Aim of the task » Each entry is to be reproduced verbatim, and images are to be omitted.

Phrase grounding data
┏━━

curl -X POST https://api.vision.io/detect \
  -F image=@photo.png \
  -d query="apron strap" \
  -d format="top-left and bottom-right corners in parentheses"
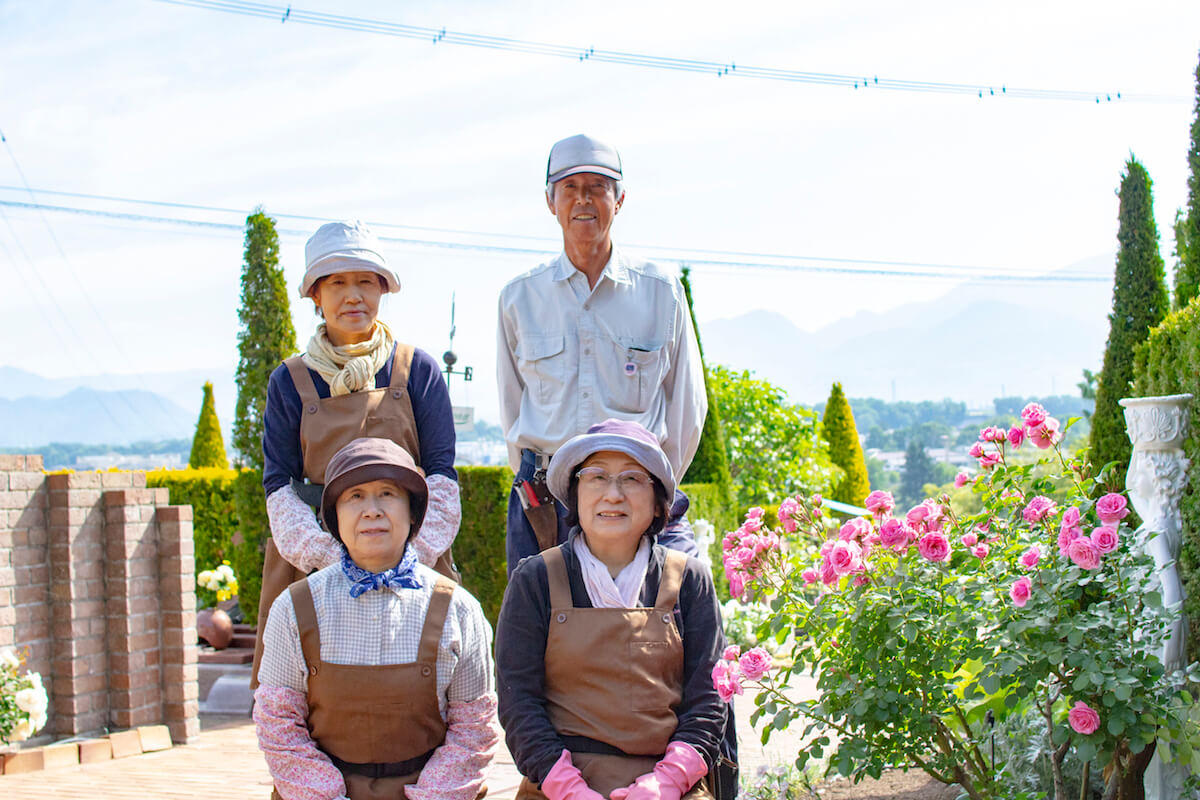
top-left (288, 579), bottom-right (322, 676)
top-left (653, 550), bottom-right (687, 612)
top-left (284, 356), bottom-right (320, 407)
top-left (389, 342), bottom-right (415, 389)
top-left (542, 546), bottom-right (573, 610)
top-left (417, 578), bottom-right (455, 665)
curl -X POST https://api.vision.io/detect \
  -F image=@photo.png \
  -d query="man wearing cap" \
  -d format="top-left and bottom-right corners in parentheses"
top-left (253, 219), bottom-right (461, 687)
top-left (497, 135), bottom-right (708, 575)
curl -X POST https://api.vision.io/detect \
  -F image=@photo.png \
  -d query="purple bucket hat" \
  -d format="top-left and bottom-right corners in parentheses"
top-left (546, 419), bottom-right (674, 504)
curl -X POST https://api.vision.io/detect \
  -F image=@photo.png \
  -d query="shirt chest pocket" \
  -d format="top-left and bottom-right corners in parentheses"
top-left (601, 334), bottom-right (668, 414)
top-left (516, 334), bottom-right (567, 406)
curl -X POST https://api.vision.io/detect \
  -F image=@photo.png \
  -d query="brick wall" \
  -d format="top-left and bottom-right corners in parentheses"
top-left (1, 460), bottom-right (198, 744)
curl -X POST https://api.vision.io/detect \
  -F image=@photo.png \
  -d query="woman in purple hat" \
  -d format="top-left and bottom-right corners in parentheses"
top-left (496, 420), bottom-right (733, 800)
top-left (255, 437), bottom-right (497, 800)
top-left (253, 219), bottom-right (462, 688)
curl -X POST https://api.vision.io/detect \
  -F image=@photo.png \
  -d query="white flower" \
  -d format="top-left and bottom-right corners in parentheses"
top-left (0, 647), bottom-right (19, 670)
top-left (9, 717), bottom-right (33, 742)
top-left (30, 711), bottom-right (47, 734)
top-left (15, 685), bottom-right (47, 716)
top-left (217, 564), bottom-right (235, 581)
top-left (197, 570), bottom-right (214, 586)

┗━━

Your response »
curl -X POST https://api.vision.io/detect \
  -F image=@photo.png \
  -d query="apron strap" \
  -d format="top-left and bottom-right corners in parentheses"
top-left (288, 579), bottom-right (322, 676)
top-left (653, 550), bottom-right (687, 612)
top-left (284, 356), bottom-right (320, 407)
top-left (389, 342), bottom-right (415, 389)
top-left (542, 546), bottom-right (573, 610)
top-left (417, 578), bottom-right (455, 665)
curl -X POST https://api.vision.io/detect \
  -F image=@photo.png \
  -d query="man wearing cap" \
  -d format="top-left and bottom-right corners in parentheses"
top-left (253, 219), bottom-right (461, 687)
top-left (497, 135), bottom-right (708, 575)
curl -X POST https://api.vision.io/detect \
  -F image=@photo.png \
  -d query="purple bucket hat" \
  -d format="top-left and bottom-right corners in parentheses"
top-left (546, 419), bottom-right (674, 504)
curl -X POST https://api.vision.io/detect \
  -F image=@photo.png \
  -d query="shirt chest pocket" \
  -d format="top-left and bottom-right corners in parentheses"
top-left (601, 334), bottom-right (668, 414)
top-left (516, 334), bottom-right (567, 406)
curl -X POST https://api.vision.io/detect \
  -F image=@photo.png \
  -d query="brick wall" \
  -d format="top-left and bottom-right corners in parentheses"
top-left (1, 460), bottom-right (198, 744)
curl -X POST https://api.vision.io/detect \
  -F image=@photo.png \
  -d query="woman in purple hat" \
  -d format="top-left and bottom-right corners in parentheses"
top-left (496, 420), bottom-right (733, 800)
top-left (255, 437), bottom-right (497, 800)
top-left (253, 219), bottom-right (462, 688)
curl -X POST https://api.vision.io/detect \
  -F image=@photo.png \
  -d query="white flower" \
  -d format="top-left and bottom-right corners in parentheses"
top-left (0, 647), bottom-right (19, 670)
top-left (9, 717), bottom-right (33, 742)
top-left (30, 711), bottom-right (47, 734)
top-left (15, 685), bottom-right (47, 716)
top-left (217, 564), bottom-right (235, 581)
top-left (197, 570), bottom-right (214, 586)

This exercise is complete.